This is a Master thesis project implemented for an international pharmaceutical wholesales company.
Topic: “Cross-Country Analysis of Financial Performance Variation in an International Pharmaceutical Wholesale Company: A Causal Machine Learning Approach”
Goal: It aims to utilize causal machine learning techniques, which combines the power of both statistical techniques and machine learning, to explore the reasons underlying the financial performances differences across countries of a company.
Data Sources: Data is collected from many different sources ranging from public sources from OECD to private sources from the company's SQL server.
Data Preprocessing: Due to all the different formats, data granuarity, data types, missing values, etc., data preprocessing is immense and of great importance. Specifically, they include the followings.
- Time series projection of the most recent data employing SARIMA
- Missing value interpolation using cubic spline
- Aggregating daily data to monthly data using SQL in SQL server
- Disaggregating quarterly and yearly data to monthly data using cubic spline
- Aligning all data structures and combining them together
- Categorizing data
- Engineering new features
- Tranforming features utilizing one-hot encoding and standardization.
Exploratory Data Analysis (EDA): The following techniques are utilized for understanding the data, detecting outliers and missing values, constructing causal graph, and identifying confounders.
- Correlation analysis
- Univariate analysis
- Bivariate analysis
- PCA analysis
- Feature importance in Random Forest
- Directed acyclic graph (DAG) and backdoor path adjustment
Implementation of Causal Machine Learning: In particular, the following two techniques are utilized. Underlying machine learning techniques of the two causal machine learning techniques are Random Forest and Lasso Regression.
- Double Machine Learning (DML)
- Causal Forest (CF) with Local Centering
Various robustness checks are performed on the results to ensure their validity.
- Random common cause
- Placebo treatment
- Data subset validation
- Sensitivity analysis
Note:
**Please be noted that as it is a private project within a company, datasets, especially the private ones, are not allowed to be published. Hence, no dataset is attached in this repository.
**Due to the sensitivity of the project, only the insensitive part of the code is attached in this repository and the results are not allowed to be published.

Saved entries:
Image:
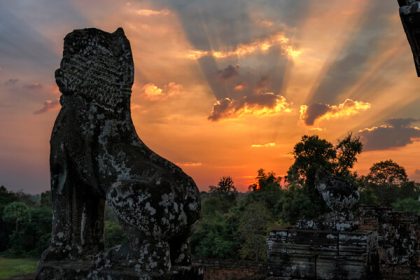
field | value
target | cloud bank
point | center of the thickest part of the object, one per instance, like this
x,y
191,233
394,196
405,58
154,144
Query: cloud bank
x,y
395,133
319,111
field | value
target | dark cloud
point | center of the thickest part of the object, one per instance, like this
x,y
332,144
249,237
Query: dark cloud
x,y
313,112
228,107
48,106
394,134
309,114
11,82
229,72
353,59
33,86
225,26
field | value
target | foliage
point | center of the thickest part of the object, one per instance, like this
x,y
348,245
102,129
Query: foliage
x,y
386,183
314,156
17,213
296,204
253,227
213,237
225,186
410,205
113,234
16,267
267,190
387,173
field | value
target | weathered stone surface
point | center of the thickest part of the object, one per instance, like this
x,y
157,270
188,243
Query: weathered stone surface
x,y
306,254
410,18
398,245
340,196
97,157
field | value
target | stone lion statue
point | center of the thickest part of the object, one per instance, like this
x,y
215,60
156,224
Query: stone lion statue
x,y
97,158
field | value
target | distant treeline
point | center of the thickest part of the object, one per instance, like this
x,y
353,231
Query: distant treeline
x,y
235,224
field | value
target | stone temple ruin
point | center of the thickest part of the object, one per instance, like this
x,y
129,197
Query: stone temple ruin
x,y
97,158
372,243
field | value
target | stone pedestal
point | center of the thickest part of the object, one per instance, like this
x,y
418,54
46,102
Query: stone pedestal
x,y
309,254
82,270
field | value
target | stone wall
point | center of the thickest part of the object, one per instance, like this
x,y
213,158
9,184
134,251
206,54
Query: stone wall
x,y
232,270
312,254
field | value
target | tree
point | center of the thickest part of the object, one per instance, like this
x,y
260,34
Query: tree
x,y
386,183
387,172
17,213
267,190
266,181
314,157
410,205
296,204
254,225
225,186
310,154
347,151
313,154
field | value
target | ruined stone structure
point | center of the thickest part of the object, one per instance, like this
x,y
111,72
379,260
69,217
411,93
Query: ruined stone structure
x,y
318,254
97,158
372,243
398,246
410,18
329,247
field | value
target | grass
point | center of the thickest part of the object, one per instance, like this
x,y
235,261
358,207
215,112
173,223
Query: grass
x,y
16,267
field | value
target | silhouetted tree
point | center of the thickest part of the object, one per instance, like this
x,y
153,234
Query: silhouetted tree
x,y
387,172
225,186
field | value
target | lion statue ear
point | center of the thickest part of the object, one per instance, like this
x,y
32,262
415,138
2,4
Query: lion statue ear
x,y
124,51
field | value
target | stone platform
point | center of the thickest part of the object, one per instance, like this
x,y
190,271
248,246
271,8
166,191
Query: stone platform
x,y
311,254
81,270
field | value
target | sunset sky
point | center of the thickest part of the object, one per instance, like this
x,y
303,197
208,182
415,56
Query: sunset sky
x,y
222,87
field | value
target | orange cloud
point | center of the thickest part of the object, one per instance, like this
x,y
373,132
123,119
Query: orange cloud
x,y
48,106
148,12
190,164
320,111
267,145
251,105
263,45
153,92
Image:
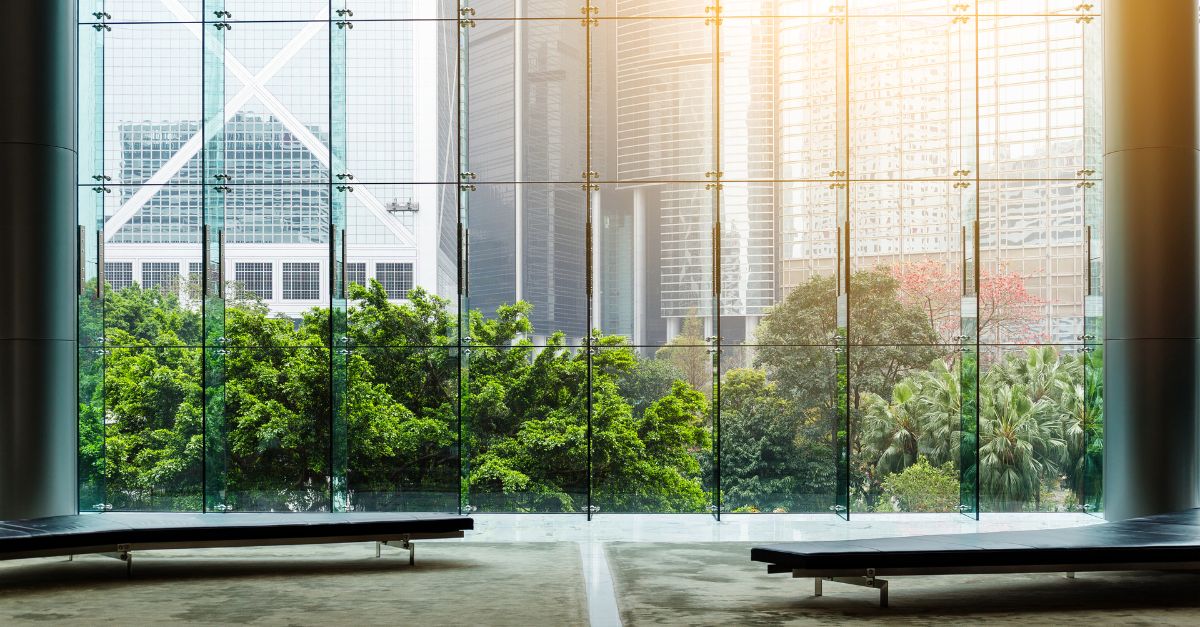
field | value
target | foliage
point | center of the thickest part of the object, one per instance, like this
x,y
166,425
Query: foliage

### USING THE INFORMATION
1 – List the robustness checks that the thesis description says were performed on the results.
2 – Output the portion of the thesis description starting with "Data Preprocessing: Due" and going on through "encoding and standardization.".
The records are not required for this work.

### RESPONSE LIST
1 –
Random common cause
Placebo treatment
Data subset validation
Sensitivity analysis

2 –
Data Preprocessing: Due to all the different formats, data granuarity, data types, missing values, etc., data preprocessing is immense and of great importance. Specifically, they include the followings.
- Time series projection of the most recent data employing SARIMA
- Missing value interpolation using cubic spline
- Aggregating daily data to monthly data using SQL in SQL server
- Disaggregating quarterly and yearly data to monthly data using cubic spline
- Aligning all data structures and combining them together
- Categorizing data
- Engineering new features
- Tranforming features utilizing one-hot encoding and standardization.